----- Brano di partenza
Telegiornaliste
anno III N. 47 (125) del 24 dicembre 2007
Randy Roberts, la mia casa è il palco
di Valeria Scotti
Cantante, compositore, arrangiatore in un universo di soul, blues, R&B e molto
altro ancora.
Randy Roberts, figlio di Rocky Roberts - interprete
dell'intramontabile Stasera mi butto – non poteva avere un destino
diverso. Perché la sua passione è il giusto tributo a un padre come il suo. Ma è
anche l'entusiasmo di un ragazzo dalle qualità vocali indiscutibili,
cresciuto con la musica e alla costante ricerca di nuove soluzioni sonore.
Abbiamo incontrato Randy in un bar romano: una lunghissima chiacchierata quella
che ci ha regalato.
Quali sono stati i primi tuoi passi nel campo musicale?
«Da piccolo non ero consapevole di saper cantare. C'era stata la possibilità di
andare a studiare in un'accademia, ma i miei non mi ci mandarono. Poi, alla fine
del liceo, un mio amico che aveva un gruppo musicale di soul music mi propose di
cantare con loro. Sei mesi dopo, ero già nei locali a esibirmi. La prima volta
che sono salito sul palco, mi sono sentito a casa. Nonostante io sia una persona
che si crede abbastanza inadeguata in qualsiasi tipo di situazione, il palco è
l'unica realtà dove non mi sento fuori posto. E dopo quella prima volta, ho
continuato a cercare esperienze del genere. Ma non è solo il canto in sé, quanto
la voglia di stare sul palcoscenico. Sono infatti legato a un pensiero di
spettacolo dove, oltre a cantare, si balla e si parla con la gente».
----------
:: Compito breve 1 ::
Ricopia parola per parola il passo dell'intervista a Randy Roberts che comincia con "Telegiornaliste" e prosegue fino a "nel campo musicale?".
:: Compito breve 2 ::
Rispondi in base all'intervista a Randy Roberts:
(a) Di chi è figlio Randy Roberts?
(b) In quale luogo è stato incontrato Randy?
(c) Quanto tempo dopo la proposta dell'amico Randy si esibiva già nei locali?
----- Elenco dati
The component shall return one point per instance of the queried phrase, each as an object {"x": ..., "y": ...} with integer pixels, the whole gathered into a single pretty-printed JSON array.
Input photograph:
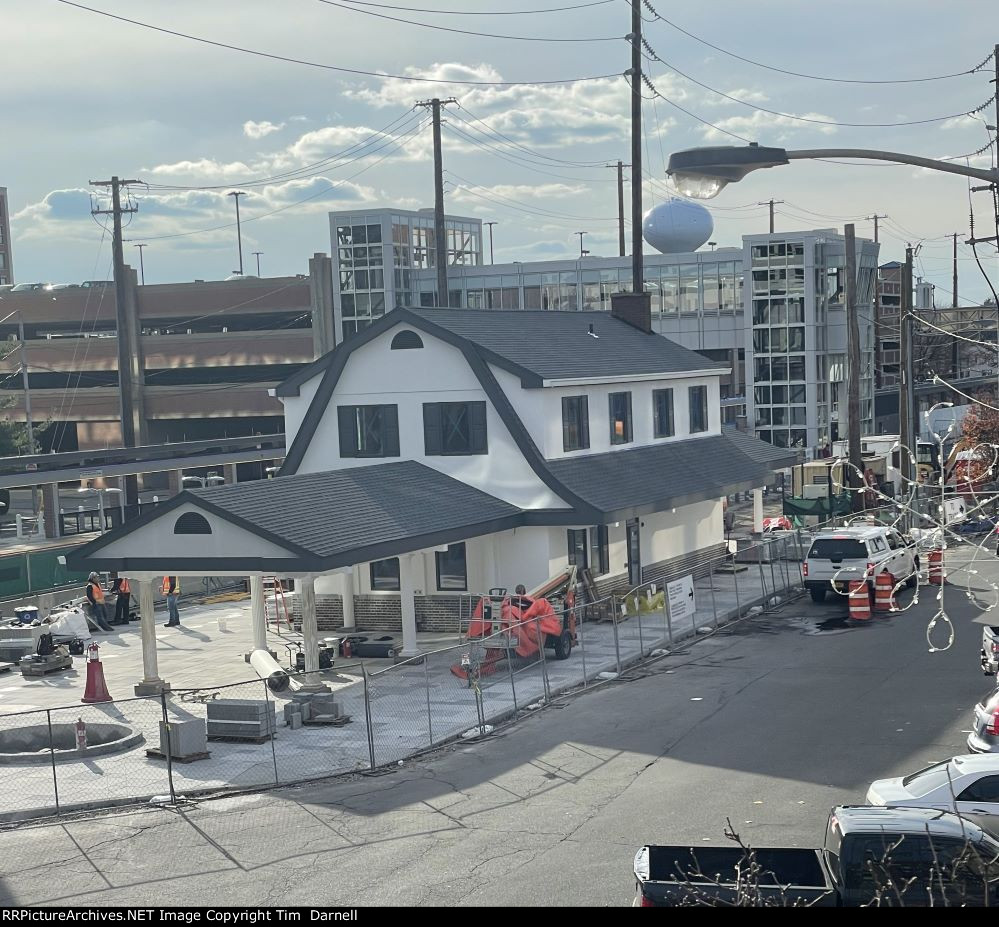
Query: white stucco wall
[
  {"x": 376, "y": 375},
  {"x": 666, "y": 535},
  {"x": 541, "y": 411},
  {"x": 295, "y": 407},
  {"x": 226, "y": 540}
]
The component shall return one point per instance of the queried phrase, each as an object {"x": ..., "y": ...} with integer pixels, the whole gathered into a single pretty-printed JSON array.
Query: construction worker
[
  {"x": 95, "y": 596},
  {"x": 171, "y": 589},
  {"x": 123, "y": 590}
]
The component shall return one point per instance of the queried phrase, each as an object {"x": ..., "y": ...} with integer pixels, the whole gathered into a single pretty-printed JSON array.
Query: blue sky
[{"x": 87, "y": 96}]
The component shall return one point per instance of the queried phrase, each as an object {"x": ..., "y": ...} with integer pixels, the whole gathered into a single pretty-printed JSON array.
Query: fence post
[
  {"x": 617, "y": 648},
  {"x": 544, "y": 663},
  {"x": 267, "y": 698},
  {"x": 735, "y": 580},
  {"x": 169, "y": 745},
  {"x": 509, "y": 667},
  {"x": 763, "y": 579},
  {"x": 55, "y": 778},
  {"x": 426, "y": 683},
  {"x": 367, "y": 716},
  {"x": 711, "y": 585}
]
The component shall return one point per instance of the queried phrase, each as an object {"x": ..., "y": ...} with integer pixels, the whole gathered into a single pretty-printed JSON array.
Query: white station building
[
  {"x": 771, "y": 310},
  {"x": 442, "y": 452}
]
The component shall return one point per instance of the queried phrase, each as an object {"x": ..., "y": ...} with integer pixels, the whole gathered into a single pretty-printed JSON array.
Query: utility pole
[
  {"x": 124, "y": 324},
  {"x": 906, "y": 388},
  {"x": 771, "y": 204},
  {"x": 635, "y": 72},
  {"x": 490, "y": 224},
  {"x": 877, "y": 307},
  {"x": 853, "y": 362},
  {"x": 620, "y": 208},
  {"x": 239, "y": 232},
  {"x": 142, "y": 266},
  {"x": 955, "y": 357},
  {"x": 22, "y": 356},
  {"x": 440, "y": 235}
]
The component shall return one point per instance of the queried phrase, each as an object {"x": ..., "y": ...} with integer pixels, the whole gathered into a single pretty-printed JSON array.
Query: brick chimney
[{"x": 633, "y": 308}]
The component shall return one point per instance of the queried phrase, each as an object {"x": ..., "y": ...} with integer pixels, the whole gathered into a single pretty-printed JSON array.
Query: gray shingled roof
[
  {"x": 661, "y": 475},
  {"x": 345, "y": 510},
  {"x": 761, "y": 451},
  {"x": 557, "y": 345}
]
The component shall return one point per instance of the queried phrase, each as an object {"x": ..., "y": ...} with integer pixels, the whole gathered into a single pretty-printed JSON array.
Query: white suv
[{"x": 840, "y": 555}]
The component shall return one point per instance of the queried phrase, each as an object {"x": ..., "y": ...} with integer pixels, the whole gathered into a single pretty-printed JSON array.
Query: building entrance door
[{"x": 634, "y": 552}]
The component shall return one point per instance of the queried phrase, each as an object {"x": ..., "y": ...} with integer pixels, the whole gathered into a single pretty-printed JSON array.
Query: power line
[
  {"x": 306, "y": 199},
  {"x": 412, "y": 9},
  {"x": 823, "y": 122},
  {"x": 481, "y": 35},
  {"x": 524, "y": 148},
  {"x": 299, "y": 173},
  {"x": 838, "y": 80},
  {"x": 648, "y": 83},
  {"x": 331, "y": 67}
]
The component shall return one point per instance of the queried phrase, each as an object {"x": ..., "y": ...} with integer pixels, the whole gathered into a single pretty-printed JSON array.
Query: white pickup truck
[{"x": 839, "y": 556}]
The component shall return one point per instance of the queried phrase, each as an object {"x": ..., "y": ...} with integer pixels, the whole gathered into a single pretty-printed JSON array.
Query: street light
[
  {"x": 99, "y": 492},
  {"x": 702, "y": 173}
]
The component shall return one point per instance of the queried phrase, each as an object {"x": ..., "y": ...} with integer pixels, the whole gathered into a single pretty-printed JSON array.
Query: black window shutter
[
  {"x": 477, "y": 427},
  {"x": 390, "y": 431},
  {"x": 432, "y": 428},
  {"x": 346, "y": 416}
]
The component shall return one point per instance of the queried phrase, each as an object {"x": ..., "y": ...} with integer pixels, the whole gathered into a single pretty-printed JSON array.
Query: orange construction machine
[{"x": 503, "y": 625}]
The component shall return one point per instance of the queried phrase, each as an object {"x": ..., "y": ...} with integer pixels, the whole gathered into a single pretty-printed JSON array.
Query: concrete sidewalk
[{"x": 411, "y": 707}]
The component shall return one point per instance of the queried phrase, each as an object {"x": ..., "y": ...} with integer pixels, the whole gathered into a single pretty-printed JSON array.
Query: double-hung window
[
  {"x": 662, "y": 413},
  {"x": 454, "y": 428},
  {"x": 575, "y": 423},
  {"x": 698, "y": 396},
  {"x": 368, "y": 431},
  {"x": 620, "y": 418}
]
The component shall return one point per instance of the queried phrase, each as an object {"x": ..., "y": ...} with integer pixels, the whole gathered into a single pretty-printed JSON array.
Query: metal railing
[{"x": 381, "y": 716}]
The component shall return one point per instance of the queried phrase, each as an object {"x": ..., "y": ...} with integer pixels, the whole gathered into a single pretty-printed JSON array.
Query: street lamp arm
[{"x": 991, "y": 176}]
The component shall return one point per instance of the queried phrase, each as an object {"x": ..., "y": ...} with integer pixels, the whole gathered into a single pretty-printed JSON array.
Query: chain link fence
[{"x": 248, "y": 736}]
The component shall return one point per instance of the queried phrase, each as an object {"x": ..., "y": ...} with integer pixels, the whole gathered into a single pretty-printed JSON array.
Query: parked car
[
  {"x": 967, "y": 784},
  {"x": 838, "y": 556},
  {"x": 990, "y": 650},
  {"x": 984, "y": 736},
  {"x": 929, "y": 856},
  {"x": 27, "y": 287}
]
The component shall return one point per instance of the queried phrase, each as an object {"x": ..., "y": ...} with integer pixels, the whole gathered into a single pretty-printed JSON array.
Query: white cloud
[
  {"x": 253, "y": 129},
  {"x": 767, "y": 126}
]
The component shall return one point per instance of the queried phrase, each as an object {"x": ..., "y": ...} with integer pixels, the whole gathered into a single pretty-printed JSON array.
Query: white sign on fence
[{"x": 680, "y": 596}]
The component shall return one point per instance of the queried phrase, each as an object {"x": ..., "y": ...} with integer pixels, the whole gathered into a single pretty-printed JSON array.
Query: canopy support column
[{"x": 151, "y": 683}]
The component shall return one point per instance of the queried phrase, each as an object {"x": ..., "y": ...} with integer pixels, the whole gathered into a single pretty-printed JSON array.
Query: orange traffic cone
[{"x": 97, "y": 689}]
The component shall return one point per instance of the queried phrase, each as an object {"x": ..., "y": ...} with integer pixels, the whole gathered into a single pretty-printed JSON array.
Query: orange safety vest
[{"x": 166, "y": 585}]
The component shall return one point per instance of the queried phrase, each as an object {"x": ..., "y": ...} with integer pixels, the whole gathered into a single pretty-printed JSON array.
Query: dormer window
[{"x": 406, "y": 340}]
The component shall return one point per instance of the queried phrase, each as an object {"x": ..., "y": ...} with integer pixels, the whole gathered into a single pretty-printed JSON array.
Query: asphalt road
[{"x": 767, "y": 724}]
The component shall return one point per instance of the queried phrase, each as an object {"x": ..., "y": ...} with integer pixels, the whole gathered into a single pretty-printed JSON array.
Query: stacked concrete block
[
  {"x": 187, "y": 738},
  {"x": 246, "y": 718}
]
----------
:: Risposta 1 ::
Telegiornaliste
anno III N. 47 (125) del 24 dicembre 2007
Randy Roberts, la mia casa è il palco
di Valeria Scotti
Cantante, compositore, arrangiatore in un universo di soul, blues, R&B e molto
altro ancora.
Randy Roberts, figlio di Rocky Roberts - interprete
dell'intramontabile Stasera mi butto – non poteva avere un destino
diverso. Perché la sua passione è il giusto tributo a un padre come il suo. Ma è
anche l'entusiasmo di un ragazzo dalle qualità vocali indiscutibili,
cresciuto con la musica e alla costante ricerca di nuove soluzioni sonore.
Abbiamo incontrato Randy in un bar romano: una lunghissima chiacchierata quella
che ci ha regalato.
Quali sono stati i primi tuoi passi nel campo musicale?

:: Risposta 2 ::
(a) Di Rocky Roberts.
(b) In un bar romano.
(c) Sei mesi dopo.